## Begin Text section

In the early morning of the first day of Songkran, Din Daeng flat residents woke up to fear, with two liquefied-petroleum-gas trucks parked closed to their homes.
For fear of an explosion, they were told to get out, but they decided to stay and tried desperately negotiating with the red shirts.
They failed, so they sent a group of men with sticks to chase the red shirts away, and the clashes ended up with the protesters outnumbered by residents and soldiers, who fired live ammunition in the air and charged them with shields and batons.
In the evening of the same day, Nang Lerng residents faced a similar fate. The red shirts parked two buses near Nang Lerng market. For fear that the buses would be set on fire and their houses burnt, about a hundred Nang Lerng residents went into the street and pushed the buses away.
Later that day, two Nang Lerng residents were shot dead, and about 50 people were injured.
FEAR CREATES RAPPORT
“How could we go anywhere? We’ve no other homes and no cars. And what about the old folk that can’t even walk?” said Kaesorn Panharn, a Din Daeng resident.
Deciding not to leave, they got together and tried to think of a plan to save their homes.

## End Text section
## Begin Given records

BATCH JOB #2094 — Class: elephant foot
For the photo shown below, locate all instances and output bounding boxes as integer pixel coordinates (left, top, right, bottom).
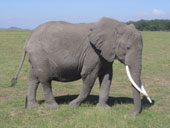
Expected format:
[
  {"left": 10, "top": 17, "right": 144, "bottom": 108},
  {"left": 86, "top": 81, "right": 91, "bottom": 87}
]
[
  {"left": 25, "top": 96, "right": 39, "bottom": 108},
  {"left": 25, "top": 102, "right": 39, "bottom": 108},
  {"left": 45, "top": 102, "right": 59, "bottom": 109},
  {"left": 97, "top": 103, "right": 111, "bottom": 109},
  {"left": 69, "top": 100, "right": 80, "bottom": 108},
  {"left": 128, "top": 109, "right": 141, "bottom": 116}
]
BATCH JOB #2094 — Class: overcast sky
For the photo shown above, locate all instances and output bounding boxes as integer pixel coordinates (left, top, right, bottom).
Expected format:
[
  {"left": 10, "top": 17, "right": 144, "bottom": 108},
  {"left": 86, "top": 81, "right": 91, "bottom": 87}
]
[{"left": 0, "top": 0, "right": 170, "bottom": 29}]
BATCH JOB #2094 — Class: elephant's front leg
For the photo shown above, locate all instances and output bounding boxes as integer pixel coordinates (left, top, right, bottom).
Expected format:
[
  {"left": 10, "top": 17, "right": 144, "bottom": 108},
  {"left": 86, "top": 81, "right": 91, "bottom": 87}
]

## End Given records

> _Direction_:
In the account of the Songkran clashes, how many Nang Lerng residents went into the street to push the buses away? The data after the text isn't needed.

> _Answer below_:
About a hundred.